[Start of Quoted passage]

Craig called Cindy and told her that the whales' fate would be decided at a special meeting the next night in Barrow. Cindy was on the move again. The national interest in the whales could only improve their chances, she reassured Craig. She told him to tell NBC's Don Oliver about the meeting. Maybe he would cover it. It was the same tactic human rights campaigners used to aid political prisoners in repressive lands, Cindy explained. The more people on the Outside who knew about the whales, the more pressure they could put on the Eskimos to spare them.
Rarely did such meetings deny whalers permission to harvest. Cindy and her allies had less than twenty-four hours to mount a campaign effective enough to block the Eskimos. If the committee voted to approve the request, the whales would be killed the next afternoon, right after church. The defiant whalers didn't yet understand the power of a few Outside television cameras. The Outsiders were always giving Barrowans a hard time about their whaling. What business was it of theirs anyway? In fact, if the meeting went as planned, some whalers would probably offer to take Dan Oliver and Russ Weston on their ski machines to film the kill.
Since she planned to take the rest of the week off, Cindy arranged to remodel Greenpeace's Anchorage office. They were busy with buzz saws and power drills and she couldn't get any work done there even if she wanted to. She holed herself up in Kevin's H Street condo and started working the phone. The simplest way to free the whales was to have a ship come in and break the ice. Campbell Plowden told her he would try to find an icebreaker from Washington while she should use her Alaska contacts.
She called Alaska Governor Steve Cowper's Juneau office. Cindy called the governor's deputy chief, David Ramseur. Sometimes he helped, more often he didn't. Cindy voiced an impassioned appeal as she told Ramseur the story of the trapped whales. Environmental activism was a lot like sales. Cindy had to convince the people in power that taking action was worth the investment in political capital.

[End of Quoted passage]

■ Written instruction 1:
Print the entries word for word, starting from the first line of the entries and ending with the line that contains "column 413, row 53", including both of those lines.
The passage and the entries are unrelated materials.

[Start of Supplied records]

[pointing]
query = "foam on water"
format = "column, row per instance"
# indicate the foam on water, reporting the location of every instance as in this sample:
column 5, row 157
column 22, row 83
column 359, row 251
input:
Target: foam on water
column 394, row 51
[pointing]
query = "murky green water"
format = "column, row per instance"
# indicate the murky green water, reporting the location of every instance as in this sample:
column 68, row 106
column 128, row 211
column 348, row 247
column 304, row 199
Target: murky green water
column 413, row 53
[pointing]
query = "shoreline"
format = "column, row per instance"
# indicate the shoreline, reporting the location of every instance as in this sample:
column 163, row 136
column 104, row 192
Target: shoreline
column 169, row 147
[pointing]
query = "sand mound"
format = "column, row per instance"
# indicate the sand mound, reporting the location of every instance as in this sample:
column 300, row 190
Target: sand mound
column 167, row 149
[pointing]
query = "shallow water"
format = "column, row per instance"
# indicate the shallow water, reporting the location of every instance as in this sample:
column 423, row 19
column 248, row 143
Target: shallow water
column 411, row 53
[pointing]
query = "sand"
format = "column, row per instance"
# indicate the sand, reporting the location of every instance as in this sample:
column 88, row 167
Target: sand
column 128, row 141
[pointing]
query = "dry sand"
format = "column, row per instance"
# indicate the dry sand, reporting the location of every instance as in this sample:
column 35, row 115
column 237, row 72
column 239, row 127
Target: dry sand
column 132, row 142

[End of Supplied records]

■ Written instruction 2:
Answer these questions about the passage on the trapped whales:
(a) In what place was the special meeting deciding the whales' fate to be held?
(b) Whose condo did Cindy work the phone from?
(c) What was the name of the governor's deputy chief whom Cindy called?

■ Exercise solution 1:
[pointing]
query = "foam on water"
format = "column, row per instance"
# indicate the foam on water, reporting the location of every instance as in this sample:
column 5, row 157
column 22, row 83
column 359, row 251
input:
Target: foam on water
column 394, row 51
[pointing]
query = "murky green water"
format = "column, row per instance"
# indicate the murky green water, reporting the location of every instance as in this sample:
column 68, row 106
column 128, row 211
column 348, row 247
column 304, row 199
Target: murky green water
column 413, row 53

■ Exercise solution 2:
(a) Barrow
(b) Kevin's H Street condo
(c) David Ramseur